Irresistible Chocolate Pistachio Kunafa Cookies

Delight in the unique flavors of Chocolate Pistachio Kunafa Cookies, blending Middle Eastern and classic cookie traditions.
Prep Time 30 minutes
Cook Time 12 minutes
Chilling Time 30 minutes
Total Time 1 hour 12 minutes
Servings: 12 cookies
Course: Desserts
Cuisine: Middle Eastern
Calories: 200

Ingredients
  

Cookie Dough
  • 114 g Unsalted Butter Provides moisture and structure; unsalted allows better control of salt levels.
  • 1 cup Brown Sugar Adds sweetness and moisture; can replace half with granulated sugar for a lighter texture.
  • 1 tsp Espresso/Instant Coffee Powder Intensifies the chocolate flavor; omit if you prefer a purely sweet chocolate taste.
  • 1 count Egg Binds the ingredients together; room temperature ensures smooth mixing.
  • 2 tsp Vanilla Extract Introduces aroma and depth of flavor; use pure extract for the best results.

DATASET CONTENT
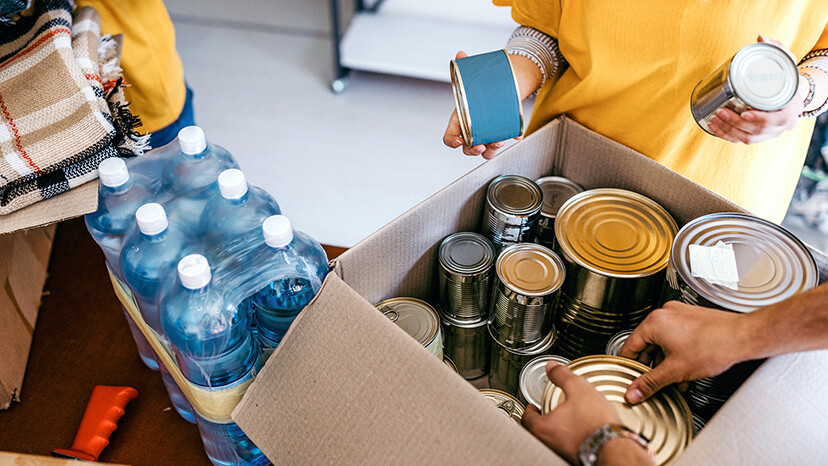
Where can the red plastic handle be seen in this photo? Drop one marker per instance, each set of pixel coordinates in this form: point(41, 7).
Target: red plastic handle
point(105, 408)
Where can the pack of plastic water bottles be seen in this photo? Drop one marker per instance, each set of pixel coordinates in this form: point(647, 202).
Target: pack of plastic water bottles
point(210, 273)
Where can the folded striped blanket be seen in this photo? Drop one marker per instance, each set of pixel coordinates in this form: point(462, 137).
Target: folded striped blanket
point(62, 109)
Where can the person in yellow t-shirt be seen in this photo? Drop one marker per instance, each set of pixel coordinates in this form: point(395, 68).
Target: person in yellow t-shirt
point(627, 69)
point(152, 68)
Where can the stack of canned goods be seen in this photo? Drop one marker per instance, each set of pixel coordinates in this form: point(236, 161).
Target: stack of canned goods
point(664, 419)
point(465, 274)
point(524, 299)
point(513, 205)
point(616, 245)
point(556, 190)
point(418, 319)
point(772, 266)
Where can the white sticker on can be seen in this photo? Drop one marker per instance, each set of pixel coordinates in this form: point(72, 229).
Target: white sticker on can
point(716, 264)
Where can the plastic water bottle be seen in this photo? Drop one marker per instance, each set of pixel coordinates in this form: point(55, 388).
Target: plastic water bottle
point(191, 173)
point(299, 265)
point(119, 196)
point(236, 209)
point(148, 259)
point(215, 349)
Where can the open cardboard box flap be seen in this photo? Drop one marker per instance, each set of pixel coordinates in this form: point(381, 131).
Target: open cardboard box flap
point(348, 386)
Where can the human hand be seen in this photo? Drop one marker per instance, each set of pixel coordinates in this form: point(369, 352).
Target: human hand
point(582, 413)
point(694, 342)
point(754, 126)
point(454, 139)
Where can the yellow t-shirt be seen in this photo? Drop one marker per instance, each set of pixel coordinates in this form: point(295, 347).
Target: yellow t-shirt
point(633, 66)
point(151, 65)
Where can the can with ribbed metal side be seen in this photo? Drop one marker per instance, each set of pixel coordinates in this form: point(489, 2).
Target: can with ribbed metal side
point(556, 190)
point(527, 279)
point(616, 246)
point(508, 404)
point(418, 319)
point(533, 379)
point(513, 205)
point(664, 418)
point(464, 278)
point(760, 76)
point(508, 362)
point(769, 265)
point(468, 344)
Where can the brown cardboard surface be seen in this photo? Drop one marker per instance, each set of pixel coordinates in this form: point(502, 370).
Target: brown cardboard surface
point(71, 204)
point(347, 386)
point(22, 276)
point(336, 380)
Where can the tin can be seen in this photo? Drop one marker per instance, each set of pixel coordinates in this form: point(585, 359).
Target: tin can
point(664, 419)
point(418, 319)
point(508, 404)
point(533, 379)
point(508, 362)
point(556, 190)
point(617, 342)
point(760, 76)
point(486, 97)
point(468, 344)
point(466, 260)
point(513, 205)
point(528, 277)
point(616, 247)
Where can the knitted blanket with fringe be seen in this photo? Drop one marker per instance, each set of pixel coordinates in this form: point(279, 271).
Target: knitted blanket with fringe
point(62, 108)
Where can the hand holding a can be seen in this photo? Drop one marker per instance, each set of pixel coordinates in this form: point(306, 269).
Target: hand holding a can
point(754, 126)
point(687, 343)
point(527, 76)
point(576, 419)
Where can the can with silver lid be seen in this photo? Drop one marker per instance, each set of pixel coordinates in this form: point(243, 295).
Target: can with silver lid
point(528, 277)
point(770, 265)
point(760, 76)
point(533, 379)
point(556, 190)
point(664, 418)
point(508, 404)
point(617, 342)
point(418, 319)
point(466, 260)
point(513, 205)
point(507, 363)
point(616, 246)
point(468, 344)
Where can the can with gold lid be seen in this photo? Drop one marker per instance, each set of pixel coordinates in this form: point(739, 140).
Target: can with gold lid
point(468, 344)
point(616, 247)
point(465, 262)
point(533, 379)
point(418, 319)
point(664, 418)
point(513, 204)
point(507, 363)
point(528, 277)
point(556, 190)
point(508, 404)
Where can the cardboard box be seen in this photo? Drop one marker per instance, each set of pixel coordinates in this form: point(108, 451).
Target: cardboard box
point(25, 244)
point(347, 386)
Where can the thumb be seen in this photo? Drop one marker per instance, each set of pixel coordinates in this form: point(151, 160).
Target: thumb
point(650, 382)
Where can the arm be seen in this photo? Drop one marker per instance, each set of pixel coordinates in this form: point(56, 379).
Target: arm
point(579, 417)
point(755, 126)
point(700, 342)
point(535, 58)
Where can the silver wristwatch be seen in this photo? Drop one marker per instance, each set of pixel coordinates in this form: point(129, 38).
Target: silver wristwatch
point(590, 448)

* * *

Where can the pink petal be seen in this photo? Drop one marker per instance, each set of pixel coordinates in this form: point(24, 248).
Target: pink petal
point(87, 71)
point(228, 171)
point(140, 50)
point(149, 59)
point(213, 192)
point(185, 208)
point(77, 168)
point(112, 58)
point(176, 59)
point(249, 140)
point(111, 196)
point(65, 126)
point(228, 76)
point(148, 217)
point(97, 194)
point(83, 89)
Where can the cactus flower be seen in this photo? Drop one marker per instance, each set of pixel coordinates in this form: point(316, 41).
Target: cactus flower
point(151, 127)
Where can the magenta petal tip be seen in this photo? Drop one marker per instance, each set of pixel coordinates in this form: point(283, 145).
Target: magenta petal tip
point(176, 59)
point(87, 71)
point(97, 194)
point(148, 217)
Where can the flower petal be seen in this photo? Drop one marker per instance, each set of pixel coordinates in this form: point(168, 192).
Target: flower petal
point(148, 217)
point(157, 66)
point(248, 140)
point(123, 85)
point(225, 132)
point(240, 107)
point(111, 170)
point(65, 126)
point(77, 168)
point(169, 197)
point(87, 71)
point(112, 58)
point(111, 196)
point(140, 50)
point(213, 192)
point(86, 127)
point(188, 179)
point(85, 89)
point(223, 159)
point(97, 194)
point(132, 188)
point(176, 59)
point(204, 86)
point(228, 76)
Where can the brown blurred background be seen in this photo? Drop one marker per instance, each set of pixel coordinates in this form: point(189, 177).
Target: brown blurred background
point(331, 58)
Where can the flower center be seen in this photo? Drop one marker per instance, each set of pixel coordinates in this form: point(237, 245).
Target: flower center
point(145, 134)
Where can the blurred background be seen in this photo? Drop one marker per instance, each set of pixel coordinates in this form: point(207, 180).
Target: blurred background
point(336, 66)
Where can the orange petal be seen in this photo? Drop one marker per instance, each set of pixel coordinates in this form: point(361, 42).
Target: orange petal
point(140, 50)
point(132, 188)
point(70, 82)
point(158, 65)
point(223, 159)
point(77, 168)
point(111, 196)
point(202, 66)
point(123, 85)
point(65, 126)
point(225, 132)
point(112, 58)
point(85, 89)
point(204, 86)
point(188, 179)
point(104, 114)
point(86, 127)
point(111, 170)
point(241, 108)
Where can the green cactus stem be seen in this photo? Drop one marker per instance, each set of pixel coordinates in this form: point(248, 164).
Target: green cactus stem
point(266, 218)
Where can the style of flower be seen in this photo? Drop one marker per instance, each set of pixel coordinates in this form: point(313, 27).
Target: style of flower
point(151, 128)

* * *

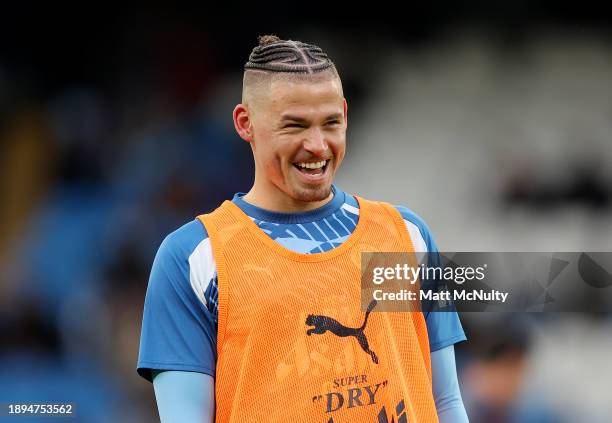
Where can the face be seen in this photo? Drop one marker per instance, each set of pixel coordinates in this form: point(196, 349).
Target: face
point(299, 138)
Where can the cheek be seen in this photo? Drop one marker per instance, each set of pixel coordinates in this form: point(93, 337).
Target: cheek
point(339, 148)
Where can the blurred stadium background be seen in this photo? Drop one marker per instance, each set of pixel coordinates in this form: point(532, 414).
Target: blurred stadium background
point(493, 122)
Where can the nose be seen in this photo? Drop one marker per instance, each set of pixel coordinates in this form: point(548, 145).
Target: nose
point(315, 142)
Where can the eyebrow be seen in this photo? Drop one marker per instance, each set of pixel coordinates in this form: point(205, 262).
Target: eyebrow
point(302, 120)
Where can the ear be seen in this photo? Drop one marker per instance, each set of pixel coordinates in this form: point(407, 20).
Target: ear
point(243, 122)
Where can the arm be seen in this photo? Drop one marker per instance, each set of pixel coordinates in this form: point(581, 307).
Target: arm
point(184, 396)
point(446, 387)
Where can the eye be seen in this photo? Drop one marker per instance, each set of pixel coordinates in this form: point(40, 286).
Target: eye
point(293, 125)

REQUIREMENT
In the cookie recipe, take everything from "Cookie Dough" down to "the best results." and rewrite it with "Muscovado Sugar" in place of "Brown Sugar". The data has no role in this work.

FINAL ANSWER
Cookie Dough
  • 114 g Unsalted Butter Provides moisture and structure; unsalted allows better control of salt levels.
  • 1 cup Muscovado Sugar Adds sweetness and moisture; can replace half with granulated sugar for a lighter texture.
  • 1 tsp Espresso/Instant Coffee Powder Intensifies the chocolate flavor; omit if you prefer a purely sweet chocolate taste.
  • 1 count Egg Binds the ingredients together; room temperature ensures smooth mixing.
  • 2 tsp Vanilla Extract Introduces aroma and depth of flavor; use pure extract for the best results.